[Raw records]
----
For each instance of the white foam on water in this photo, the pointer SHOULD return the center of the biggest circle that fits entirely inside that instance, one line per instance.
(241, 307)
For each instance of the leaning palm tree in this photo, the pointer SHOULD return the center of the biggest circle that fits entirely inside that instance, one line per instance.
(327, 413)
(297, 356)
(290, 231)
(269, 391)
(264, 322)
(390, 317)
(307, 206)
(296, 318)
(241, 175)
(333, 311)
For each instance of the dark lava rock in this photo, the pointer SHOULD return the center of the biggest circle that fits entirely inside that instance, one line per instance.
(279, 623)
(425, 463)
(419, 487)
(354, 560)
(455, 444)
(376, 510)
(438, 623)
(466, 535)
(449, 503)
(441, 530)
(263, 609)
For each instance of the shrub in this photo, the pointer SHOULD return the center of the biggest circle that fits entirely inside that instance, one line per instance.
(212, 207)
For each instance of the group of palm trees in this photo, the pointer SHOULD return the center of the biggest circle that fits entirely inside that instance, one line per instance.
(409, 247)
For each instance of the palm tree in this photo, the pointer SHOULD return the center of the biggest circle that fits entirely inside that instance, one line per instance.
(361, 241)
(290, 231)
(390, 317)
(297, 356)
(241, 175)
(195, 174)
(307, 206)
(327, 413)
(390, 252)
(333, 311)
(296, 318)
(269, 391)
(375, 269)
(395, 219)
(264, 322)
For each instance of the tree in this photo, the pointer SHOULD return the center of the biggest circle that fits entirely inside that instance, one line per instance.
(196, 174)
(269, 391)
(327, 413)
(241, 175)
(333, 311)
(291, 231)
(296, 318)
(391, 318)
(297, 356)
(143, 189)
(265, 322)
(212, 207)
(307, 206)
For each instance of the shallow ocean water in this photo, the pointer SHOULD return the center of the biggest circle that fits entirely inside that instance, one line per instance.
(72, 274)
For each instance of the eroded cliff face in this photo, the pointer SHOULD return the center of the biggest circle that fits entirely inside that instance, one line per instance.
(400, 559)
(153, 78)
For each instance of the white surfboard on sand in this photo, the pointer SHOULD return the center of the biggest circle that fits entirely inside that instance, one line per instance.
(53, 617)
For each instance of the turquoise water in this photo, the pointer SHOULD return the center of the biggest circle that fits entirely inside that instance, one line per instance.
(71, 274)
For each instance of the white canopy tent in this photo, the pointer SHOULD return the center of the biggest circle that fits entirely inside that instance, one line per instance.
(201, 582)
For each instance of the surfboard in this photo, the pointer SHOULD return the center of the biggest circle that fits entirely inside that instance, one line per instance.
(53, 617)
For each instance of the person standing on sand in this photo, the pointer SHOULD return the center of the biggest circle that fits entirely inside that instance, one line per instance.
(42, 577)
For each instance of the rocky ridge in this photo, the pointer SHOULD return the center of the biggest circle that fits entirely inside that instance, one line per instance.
----
* [TASK OBJECTIVE]:
Can you rewrite everything from the line containing "For each instance of the shallow" down to the end of the records, requests included, offsetting every coordinate in the answers by -7?

* [ANSWER FOR THE TASK]:
For each instance of the shallow ocean water in this photo, the pointer SHOULD return the center of the biggest circle that fits entirely inside that instance, one line per instance.
(65, 267)
For each instance of the eroded cliff face in this photo, the pointer SHOULD return the center of the biggest circle that fits entirely inside that instance, one line per instance.
(393, 552)
(146, 71)
For each instance of the white surfboard on sand in this photo, the pointer SHOULD return the center of the biggest circle that fits entirely inside that instance, one line per instance.
(46, 610)
For each instance of the turquoise water in this photo, the pointer SHOULD return the center of the biggest circle that fits entirely inside that instance, one line per instance.
(64, 267)
For each instance of the white canopy tent in this photo, the pointer SHOULD return the center of the biggest circle that fits entirely inside that instance, one line per instance.
(194, 575)
For each instance of the surfboard in this photo, the pointer SHOULD return the center of the biggest circle that fits entirely inside that instance, one line per instance.
(46, 610)
For each instance of the person standing on sand in this photo, the pointer SHOULD return the center of the biggest circle that fits entirely inside that instance, one line per instance.
(35, 570)
For each instance of the rocky ridge in this photo, the pointer SHOULD return the center of the biggest circle that fits entirely inside that instance, one line per instance.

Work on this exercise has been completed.